:: TASK DETAILS ::
Your task is to transcribe the data in full.
-------------------------
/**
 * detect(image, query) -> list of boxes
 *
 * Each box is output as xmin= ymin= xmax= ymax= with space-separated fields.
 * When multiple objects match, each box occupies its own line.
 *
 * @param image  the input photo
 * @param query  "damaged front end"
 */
-------------------------
:: RESPONSE ::
/**
 * detect(image, query) -> list of boxes
 *
 * Each box is output as xmin= ymin= xmax= ymax= with space-separated fields.
 * When multiple objects match, each box occupies its own line.
 *
 * @param image  the input photo
 * @param query  "damaged front end"
 */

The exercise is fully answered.